*OBJECTIVE:*
Copy out the listing starting at the line that contains "Can you find the mulch" and continuing to the end of the listing. Change "shrub" to "small bush" everywhere it occurs in that span, and leave everything else unchanged.

— Start MATERIAL FOR THIS EXERCISE —

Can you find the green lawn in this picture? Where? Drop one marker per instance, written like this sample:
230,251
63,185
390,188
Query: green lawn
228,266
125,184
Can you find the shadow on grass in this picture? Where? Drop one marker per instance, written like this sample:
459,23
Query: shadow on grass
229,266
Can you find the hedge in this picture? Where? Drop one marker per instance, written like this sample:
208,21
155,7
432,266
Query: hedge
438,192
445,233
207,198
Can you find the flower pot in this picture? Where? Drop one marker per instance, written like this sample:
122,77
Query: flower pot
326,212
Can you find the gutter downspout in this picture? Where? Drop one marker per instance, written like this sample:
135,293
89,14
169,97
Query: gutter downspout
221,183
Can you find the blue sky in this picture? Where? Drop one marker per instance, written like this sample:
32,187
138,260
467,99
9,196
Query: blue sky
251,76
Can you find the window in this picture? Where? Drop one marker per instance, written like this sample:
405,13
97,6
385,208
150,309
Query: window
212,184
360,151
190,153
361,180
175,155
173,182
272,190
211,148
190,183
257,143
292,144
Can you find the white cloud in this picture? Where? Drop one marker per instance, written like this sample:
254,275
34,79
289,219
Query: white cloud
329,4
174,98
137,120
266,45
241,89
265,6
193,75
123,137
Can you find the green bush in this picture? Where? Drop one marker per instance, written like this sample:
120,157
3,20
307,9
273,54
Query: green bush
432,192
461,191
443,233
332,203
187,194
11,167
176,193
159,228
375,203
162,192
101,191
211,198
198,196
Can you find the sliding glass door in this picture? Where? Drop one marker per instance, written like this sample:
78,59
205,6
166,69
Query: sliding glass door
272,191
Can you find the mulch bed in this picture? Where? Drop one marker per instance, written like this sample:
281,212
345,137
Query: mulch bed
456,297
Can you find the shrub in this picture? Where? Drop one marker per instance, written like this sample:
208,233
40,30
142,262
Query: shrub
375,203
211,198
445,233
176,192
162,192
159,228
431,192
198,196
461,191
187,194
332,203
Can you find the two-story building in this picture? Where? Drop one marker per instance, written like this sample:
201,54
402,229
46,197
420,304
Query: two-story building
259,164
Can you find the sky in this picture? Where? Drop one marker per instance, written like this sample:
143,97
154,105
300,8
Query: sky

— End MATERIAL FOR THIS EXERCISE —

*TASK RESPONSE:*
Can you find the mulch bed in this picture? Where? Drop one marker per instance, written like this sample:
281,212
345,137
Query: mulch bed
456,297
Can you find the small bush in this picture? Where? Drop one marker per instance, written like this sample:
208,233
40,30
142,262
Query: small bush
375,203
211,198
445,233
176,192
162,192
159,228
431,192
198,196
461,191
187,194
332,203
Can you find the two-story building in this picture? Where? Drop one marker per instance, written like this sample:
201,54
402,229
46,197
420,304
Query: two-story building
259,164
Can you find the sky in this picture? Where? Drop one marker per instance, written like this sample:
143,97
154,105
300,8
Query: sky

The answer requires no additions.